→ Texte de la page
Sous-titré Paroles d'élèves, pratiques de profs, cet essai donne un grand coup de pied dans la fourmilière scolaire en renversant le paradigme habituel qui affirme que c'est l'enseignant•e qui fait l'école. Et si on écoutait les élèves ? Et si nous leur permettions de s'exprimer plus librement ?
Bien entendu, ces pratiques inspirées de Freinet ou de la pédagogie institutionnelle remettent en cause le schéma classique et mettent certain•es enseignant•es dans une position inconfortable. Mais est-elle plus inconfortable que celle où la classe ne coopère plus, voire sabote le cours ? Vers qui se tourner alors ? Comment partager ses difficultés et avec qui ?
Il convient donc de se remettre en question, de se défaire de son omnipotence pour aller vers l'élève et partir de ses propres représentations. En mettant de côté le qu'en dira-t-on et les persifflages de collègues moins bienveillants - ou peut-être juste inquiets de ne plus faire "comme on a toujours fait"...
En cette période où les inégalités se creusent, tentons d'être attentifs à tou•tes, essayons de ne laisser aucun élève sur le carreau et penchons-nous sur le tutorat, sur l'échange entre pair•es, sur les pratiques collaboratives qui favorisent la cohésion du groupe et la solidarité. Ne gommons pas les spécificités de chacun•e mais faisons-en une richesse qui donnera du relief à nos cours.

→ Jeu de données

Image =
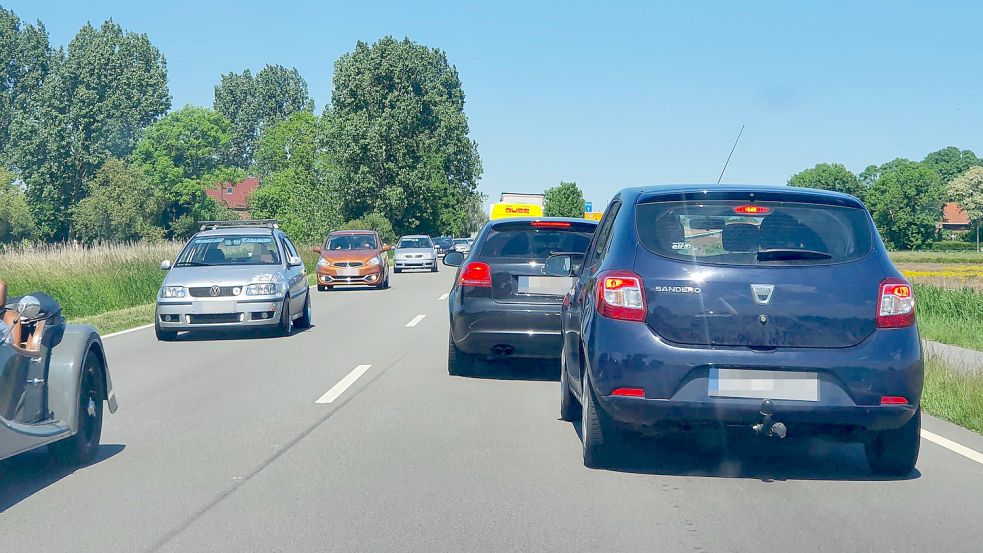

→ À faire
D'après le texte de la page, pourquoi faut-il se pencher sur le tutorat, l'échange entre pairs et les pratiques collaboratives ? Répondez en une à trois phrases. Ces données n'ont aucun lien avec le texte de la page.

→ Réponse
Les inégalités se creusent en cette période, et il faut donc être attentif à tous les élèves et n'en laisser aucun sur le carreau. Ces pratiques favorisent la cohésion du groupe et la solidarité.